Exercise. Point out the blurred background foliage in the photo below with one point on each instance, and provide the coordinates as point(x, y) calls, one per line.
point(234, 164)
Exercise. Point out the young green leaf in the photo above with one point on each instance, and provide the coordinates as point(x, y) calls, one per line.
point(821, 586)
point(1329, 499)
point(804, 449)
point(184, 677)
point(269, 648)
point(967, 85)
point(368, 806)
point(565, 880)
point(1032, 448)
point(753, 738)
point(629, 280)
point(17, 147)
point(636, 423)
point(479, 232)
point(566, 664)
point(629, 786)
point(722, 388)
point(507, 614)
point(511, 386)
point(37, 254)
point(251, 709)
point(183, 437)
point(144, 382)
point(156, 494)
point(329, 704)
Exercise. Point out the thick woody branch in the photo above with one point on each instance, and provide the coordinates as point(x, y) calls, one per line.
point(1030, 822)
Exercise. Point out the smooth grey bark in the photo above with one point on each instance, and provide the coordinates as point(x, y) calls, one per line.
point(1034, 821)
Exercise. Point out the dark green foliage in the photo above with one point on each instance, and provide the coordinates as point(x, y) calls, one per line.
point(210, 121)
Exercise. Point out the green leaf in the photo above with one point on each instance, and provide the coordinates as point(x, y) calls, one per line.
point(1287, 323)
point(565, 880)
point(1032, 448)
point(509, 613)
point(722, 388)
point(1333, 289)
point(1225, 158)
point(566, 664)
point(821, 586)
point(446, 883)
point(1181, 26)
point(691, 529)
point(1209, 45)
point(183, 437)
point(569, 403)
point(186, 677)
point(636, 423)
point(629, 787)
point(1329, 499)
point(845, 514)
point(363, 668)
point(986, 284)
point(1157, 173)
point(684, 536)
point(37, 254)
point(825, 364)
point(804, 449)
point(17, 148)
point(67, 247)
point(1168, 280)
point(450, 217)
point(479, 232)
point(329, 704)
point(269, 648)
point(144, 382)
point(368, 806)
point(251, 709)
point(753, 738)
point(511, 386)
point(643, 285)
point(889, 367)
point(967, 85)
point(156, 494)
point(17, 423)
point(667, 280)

:::

• **EXERCISE**
Render all the lines above as a JSON array of strings, one string per line, leaving out blank lines.

• **COMPLETE OUTPUT**
[
  "Exercise. Point out the blurred background foliage in the photo below with one point on each instance, and provide the coordinates as point(x, y) calls, one per line.",
  "point(234, 164)",
  "Exercise. Point out the young green leaf in the photo above with one point on each instance, and provide the coordinates as point(x, y) calls, one per line.",
  "point(821, 586)",
  "point(1329, 499)",
  "point(804, 449)",
  "point(184, 677)",
  "point(269, 648)",
  "point(967, 85)",
  "point(368, 806)",
  "point(565, 880)",
  "point(1032, 448)",
  "point(753, 738)",
  "point(629, 280)",
  "point(17, 147)",
  "point(636, 423)",
  "point(479, 232)",
  "point(566, 664)",
  "point(629, 786)",
  "point(722, 388)",
  "point(507, 614)",
  "point(511, 386)",
  "point(37, 254)",
  "point(251, 709)",
  "point(183, 437)",
  "point(144, 382)",
  "point(156, 494)",
  "point(329, 704)",
  "Exercise. Point out the thick woody branch in the photo above with one point on each instance, and provide the coordinates as point(x, y) calls, one per line.",
  "point(1030, 822)",
  "Exercise. Point out the smooth grey bark in the photo above with one point on each instance, and provide the coordinates as point(x, y) calls, one per line.",
  "point(1034, 821)",
  "Exercise. Point out the dark green foliage in the photo above with one point on each instance, and provide the coordinates as point(x, y) calls, one per line.",
  "point(210, 121)",
  "Exercise. Point out the green leaf in the photo above with one point on each instance, and provide the coordinates as point(x, y) calls, one per line.",
  "point(1287, 323)",
  "point(565, 880)",
  "point(1032, 448)",
  "point(509, 613)",
  "point(722, 388)",
  "point(1333, 289)",
  "point(1225, 158)",
  "point(566, 664)",
  "point(821, 586)",
  "point(446, 883)",
  "point(1181, 26)",
  "point(691, 529)",
  "point(1209, 45)",
  "point(183, 437)",
  "point(569, 403)",
  "point(186, 677)",
  "point(636, 423)",
  "point(629, 787)",
  "point(1329, 499)",
  "point(845, 514)",
  "point(363, 668)",
  "point(986, 284)",
  "point(1157, 173)",
  "point(684, 536)",
  "point(37, 254)",
  "point(825, 364)",
  "point(804, 449)",
  "point(17, 148)",
  "point(67, 247)",
  "point(1168, 280)",
  "point(450, 217)",
  "point(479, 232)",
  "point(329, 704)",
  "point(269, 648)",
  "point(144, 382)",
  "point(368, 806)",
  "point(251, 709)",
  "point(753, 738)",
  "point(511, 386)",
  "point(643, 285)",
  "point(889, 367)",
  "point(967, 85)",
  "point(156, 494)",
  "point(17, 423)",
  "point(667, 280)"
]